» **WHAT IS REQUIRED**
All lines in the records that carry the string "clock" are to be shown.

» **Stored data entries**
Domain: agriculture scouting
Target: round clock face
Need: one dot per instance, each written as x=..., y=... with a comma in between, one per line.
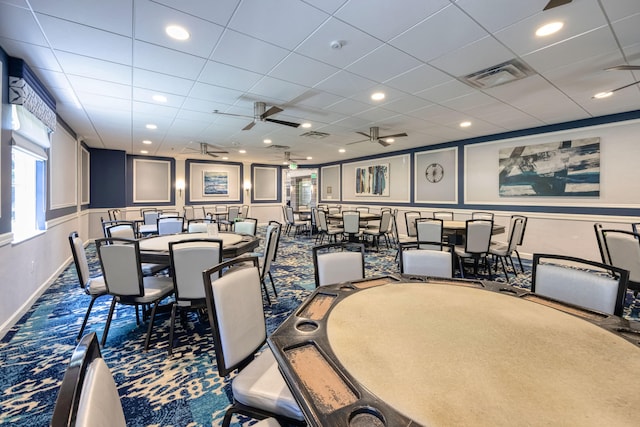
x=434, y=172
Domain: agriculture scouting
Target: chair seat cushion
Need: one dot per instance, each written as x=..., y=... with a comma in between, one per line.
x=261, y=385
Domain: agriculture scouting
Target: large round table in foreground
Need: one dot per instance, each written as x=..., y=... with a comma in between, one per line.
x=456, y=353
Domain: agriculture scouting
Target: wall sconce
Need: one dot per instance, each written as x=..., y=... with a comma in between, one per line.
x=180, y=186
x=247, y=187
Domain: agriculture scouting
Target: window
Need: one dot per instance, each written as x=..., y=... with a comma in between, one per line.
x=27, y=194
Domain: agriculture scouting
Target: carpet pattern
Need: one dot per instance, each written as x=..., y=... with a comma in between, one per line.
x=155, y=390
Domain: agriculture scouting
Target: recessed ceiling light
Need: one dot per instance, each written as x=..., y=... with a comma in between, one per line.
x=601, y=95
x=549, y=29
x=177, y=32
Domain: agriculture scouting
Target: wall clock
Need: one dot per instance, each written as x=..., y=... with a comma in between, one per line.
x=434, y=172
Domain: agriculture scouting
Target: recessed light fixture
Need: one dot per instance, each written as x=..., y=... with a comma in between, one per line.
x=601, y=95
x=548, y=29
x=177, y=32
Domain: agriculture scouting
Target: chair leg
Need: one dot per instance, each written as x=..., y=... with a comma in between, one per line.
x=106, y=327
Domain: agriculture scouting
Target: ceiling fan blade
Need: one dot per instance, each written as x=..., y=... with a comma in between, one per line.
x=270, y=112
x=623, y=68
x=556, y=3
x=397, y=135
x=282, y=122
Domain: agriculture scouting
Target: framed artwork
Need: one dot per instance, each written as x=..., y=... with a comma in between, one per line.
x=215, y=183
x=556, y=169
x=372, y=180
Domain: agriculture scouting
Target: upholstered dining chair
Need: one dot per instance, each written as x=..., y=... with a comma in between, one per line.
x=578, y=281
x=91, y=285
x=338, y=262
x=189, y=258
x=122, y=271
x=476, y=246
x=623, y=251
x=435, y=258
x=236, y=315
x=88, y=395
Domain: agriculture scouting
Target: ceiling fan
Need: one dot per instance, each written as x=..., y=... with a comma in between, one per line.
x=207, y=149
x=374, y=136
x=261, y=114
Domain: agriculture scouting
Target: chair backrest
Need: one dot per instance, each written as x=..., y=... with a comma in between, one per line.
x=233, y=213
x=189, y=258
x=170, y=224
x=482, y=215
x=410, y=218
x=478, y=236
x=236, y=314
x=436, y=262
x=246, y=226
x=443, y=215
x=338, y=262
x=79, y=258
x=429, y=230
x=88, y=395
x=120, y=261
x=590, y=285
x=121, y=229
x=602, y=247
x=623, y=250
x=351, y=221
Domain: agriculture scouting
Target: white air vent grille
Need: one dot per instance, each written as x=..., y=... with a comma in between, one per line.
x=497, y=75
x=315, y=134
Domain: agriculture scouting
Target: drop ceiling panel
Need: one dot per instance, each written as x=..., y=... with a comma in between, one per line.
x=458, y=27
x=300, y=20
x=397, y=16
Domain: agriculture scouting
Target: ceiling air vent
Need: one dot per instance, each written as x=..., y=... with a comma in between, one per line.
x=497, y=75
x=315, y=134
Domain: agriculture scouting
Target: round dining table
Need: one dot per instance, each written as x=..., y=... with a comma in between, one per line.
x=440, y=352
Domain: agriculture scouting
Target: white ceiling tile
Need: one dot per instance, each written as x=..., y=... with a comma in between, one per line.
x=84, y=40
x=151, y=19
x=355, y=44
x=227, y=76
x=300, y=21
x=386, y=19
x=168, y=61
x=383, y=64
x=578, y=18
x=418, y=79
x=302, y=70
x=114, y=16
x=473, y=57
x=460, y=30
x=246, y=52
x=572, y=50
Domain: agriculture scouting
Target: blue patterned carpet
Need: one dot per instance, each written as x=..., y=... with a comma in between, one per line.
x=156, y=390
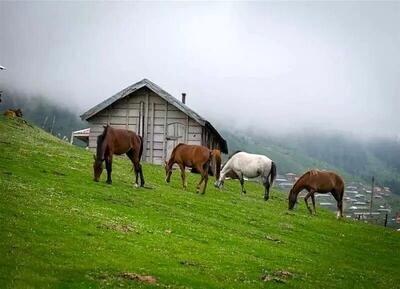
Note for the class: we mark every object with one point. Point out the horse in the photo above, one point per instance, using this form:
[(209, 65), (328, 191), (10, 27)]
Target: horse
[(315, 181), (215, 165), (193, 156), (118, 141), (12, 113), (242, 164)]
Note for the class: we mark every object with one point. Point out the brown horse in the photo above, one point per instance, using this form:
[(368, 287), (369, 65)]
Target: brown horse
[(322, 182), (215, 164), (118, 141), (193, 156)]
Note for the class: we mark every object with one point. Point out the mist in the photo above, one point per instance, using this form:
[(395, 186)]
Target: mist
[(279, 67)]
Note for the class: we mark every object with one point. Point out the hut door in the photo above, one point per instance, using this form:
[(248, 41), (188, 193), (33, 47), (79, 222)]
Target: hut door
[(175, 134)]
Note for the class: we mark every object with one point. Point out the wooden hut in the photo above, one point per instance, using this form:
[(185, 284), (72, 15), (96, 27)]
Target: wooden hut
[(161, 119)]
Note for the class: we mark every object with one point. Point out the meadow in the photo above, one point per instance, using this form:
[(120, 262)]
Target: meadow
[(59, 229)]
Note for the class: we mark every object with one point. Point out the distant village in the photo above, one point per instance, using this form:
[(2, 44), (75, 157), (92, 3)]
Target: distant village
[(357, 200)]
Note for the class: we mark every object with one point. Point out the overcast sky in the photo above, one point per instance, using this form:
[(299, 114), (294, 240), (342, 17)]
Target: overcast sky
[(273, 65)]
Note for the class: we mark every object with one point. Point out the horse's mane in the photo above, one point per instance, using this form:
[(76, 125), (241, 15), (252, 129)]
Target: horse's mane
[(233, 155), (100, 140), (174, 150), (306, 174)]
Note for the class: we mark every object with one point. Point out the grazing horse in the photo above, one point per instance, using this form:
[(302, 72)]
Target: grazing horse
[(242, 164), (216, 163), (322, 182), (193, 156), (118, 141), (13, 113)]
--
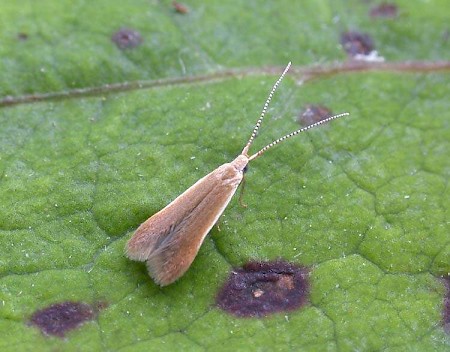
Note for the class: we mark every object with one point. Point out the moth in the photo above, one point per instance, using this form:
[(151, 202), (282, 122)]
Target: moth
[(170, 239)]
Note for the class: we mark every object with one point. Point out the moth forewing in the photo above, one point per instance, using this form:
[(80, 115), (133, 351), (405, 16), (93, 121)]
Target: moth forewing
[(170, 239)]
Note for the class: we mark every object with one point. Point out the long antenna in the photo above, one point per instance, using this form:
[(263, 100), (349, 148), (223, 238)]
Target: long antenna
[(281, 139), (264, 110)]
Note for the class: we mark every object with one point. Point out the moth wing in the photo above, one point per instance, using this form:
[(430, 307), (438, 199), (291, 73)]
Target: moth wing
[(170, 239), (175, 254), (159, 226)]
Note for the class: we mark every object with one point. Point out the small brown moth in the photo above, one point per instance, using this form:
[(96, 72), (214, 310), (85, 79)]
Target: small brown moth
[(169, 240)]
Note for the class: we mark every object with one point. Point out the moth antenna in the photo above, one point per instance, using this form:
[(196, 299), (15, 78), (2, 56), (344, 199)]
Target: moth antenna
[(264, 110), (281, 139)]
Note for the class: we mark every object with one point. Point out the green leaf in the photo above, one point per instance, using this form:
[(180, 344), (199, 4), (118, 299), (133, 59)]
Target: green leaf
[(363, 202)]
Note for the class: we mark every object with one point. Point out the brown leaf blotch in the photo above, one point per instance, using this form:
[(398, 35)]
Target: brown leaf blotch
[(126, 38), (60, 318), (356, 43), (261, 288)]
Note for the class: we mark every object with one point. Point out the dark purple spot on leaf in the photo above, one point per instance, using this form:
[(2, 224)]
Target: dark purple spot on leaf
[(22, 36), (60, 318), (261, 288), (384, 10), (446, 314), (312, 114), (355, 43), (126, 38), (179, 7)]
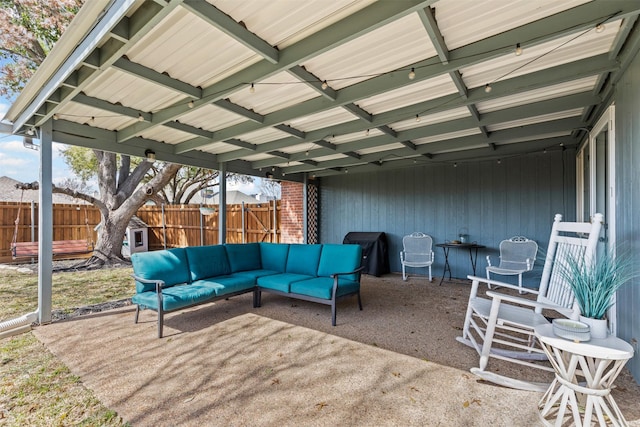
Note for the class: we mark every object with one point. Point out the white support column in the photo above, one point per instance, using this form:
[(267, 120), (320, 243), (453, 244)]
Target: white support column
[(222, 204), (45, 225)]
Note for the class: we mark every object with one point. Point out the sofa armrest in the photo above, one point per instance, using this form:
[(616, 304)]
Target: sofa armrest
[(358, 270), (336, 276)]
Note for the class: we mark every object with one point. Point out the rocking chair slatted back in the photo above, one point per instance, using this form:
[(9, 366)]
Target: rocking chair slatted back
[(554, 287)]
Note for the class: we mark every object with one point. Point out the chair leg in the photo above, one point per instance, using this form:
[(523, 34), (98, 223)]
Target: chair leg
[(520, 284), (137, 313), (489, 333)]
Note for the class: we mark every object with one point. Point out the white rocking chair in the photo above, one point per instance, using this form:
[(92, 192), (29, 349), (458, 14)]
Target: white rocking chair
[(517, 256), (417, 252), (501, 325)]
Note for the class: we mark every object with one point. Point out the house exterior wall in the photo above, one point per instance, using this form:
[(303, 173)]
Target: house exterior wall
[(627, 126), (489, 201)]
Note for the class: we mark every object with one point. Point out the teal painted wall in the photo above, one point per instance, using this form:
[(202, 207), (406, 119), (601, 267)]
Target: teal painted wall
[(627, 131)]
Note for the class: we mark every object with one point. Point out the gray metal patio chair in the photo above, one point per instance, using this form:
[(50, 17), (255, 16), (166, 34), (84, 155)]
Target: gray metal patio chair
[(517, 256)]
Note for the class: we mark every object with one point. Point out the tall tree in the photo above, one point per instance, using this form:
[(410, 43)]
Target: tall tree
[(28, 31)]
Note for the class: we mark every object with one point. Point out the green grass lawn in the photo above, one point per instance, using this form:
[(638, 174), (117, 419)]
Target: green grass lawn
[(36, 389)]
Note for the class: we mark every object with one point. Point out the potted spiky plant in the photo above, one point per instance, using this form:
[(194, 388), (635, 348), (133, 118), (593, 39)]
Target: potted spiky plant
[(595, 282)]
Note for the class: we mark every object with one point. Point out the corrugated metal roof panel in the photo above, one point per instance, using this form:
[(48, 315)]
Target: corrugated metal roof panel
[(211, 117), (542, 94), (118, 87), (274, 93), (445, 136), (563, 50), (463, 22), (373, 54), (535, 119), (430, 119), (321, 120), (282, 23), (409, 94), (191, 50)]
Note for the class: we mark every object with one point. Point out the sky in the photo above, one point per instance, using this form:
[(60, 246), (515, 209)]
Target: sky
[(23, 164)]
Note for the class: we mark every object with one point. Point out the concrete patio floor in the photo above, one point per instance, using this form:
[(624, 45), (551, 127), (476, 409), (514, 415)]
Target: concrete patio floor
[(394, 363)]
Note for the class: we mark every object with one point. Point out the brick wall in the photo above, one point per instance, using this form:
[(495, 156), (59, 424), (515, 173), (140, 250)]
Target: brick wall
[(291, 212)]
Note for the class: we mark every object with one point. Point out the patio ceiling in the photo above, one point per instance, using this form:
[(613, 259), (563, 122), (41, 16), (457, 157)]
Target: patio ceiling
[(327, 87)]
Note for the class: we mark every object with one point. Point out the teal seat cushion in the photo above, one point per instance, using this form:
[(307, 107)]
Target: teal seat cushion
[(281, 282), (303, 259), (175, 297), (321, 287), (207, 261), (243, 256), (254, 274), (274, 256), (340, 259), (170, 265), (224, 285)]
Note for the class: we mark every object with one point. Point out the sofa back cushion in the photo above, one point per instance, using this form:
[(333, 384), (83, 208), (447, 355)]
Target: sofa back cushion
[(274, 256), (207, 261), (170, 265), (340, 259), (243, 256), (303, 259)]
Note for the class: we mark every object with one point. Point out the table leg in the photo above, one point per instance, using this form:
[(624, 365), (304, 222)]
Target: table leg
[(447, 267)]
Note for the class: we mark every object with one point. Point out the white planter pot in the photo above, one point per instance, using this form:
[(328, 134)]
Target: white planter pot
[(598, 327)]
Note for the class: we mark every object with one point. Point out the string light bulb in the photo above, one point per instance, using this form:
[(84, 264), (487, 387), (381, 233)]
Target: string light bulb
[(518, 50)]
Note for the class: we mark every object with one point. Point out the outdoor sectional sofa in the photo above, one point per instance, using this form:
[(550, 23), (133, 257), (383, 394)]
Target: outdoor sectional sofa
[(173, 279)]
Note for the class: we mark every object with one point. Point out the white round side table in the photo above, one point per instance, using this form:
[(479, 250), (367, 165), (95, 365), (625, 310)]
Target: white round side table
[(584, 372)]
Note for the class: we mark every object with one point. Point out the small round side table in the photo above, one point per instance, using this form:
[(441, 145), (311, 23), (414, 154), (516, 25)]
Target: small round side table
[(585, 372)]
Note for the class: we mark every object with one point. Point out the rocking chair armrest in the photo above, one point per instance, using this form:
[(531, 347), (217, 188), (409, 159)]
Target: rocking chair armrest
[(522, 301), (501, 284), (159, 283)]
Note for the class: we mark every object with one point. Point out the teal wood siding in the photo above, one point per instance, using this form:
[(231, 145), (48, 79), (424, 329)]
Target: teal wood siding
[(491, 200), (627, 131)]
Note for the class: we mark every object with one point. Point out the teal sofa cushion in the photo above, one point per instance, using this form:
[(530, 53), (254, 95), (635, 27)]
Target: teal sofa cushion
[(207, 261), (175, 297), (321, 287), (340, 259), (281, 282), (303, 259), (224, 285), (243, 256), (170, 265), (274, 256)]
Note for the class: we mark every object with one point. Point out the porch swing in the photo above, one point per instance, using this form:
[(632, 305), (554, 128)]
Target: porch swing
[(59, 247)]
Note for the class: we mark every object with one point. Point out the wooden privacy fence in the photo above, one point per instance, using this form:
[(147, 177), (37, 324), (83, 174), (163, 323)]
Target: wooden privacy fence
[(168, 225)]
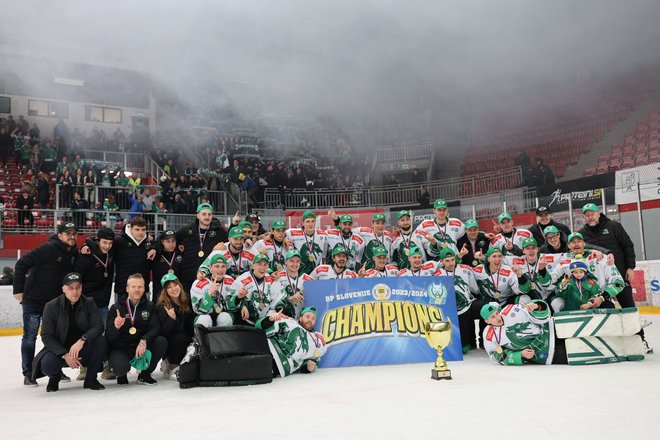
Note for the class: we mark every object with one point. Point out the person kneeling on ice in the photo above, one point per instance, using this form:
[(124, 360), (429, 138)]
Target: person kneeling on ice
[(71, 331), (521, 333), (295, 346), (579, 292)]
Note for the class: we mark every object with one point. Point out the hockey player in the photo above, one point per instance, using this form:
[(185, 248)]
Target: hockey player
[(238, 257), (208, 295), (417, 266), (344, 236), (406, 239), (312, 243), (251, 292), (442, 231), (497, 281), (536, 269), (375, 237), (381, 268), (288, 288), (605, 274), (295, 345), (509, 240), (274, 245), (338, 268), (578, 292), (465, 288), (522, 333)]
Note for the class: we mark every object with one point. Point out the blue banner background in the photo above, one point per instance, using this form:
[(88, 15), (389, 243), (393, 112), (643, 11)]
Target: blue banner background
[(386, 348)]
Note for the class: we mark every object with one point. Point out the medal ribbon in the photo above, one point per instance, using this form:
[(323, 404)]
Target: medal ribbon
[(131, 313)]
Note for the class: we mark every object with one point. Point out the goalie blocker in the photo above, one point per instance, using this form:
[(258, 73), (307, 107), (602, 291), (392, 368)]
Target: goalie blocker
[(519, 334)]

» **SOLUTION FOR THIS EXERCISE**
Target: round clock face
Target: wall clock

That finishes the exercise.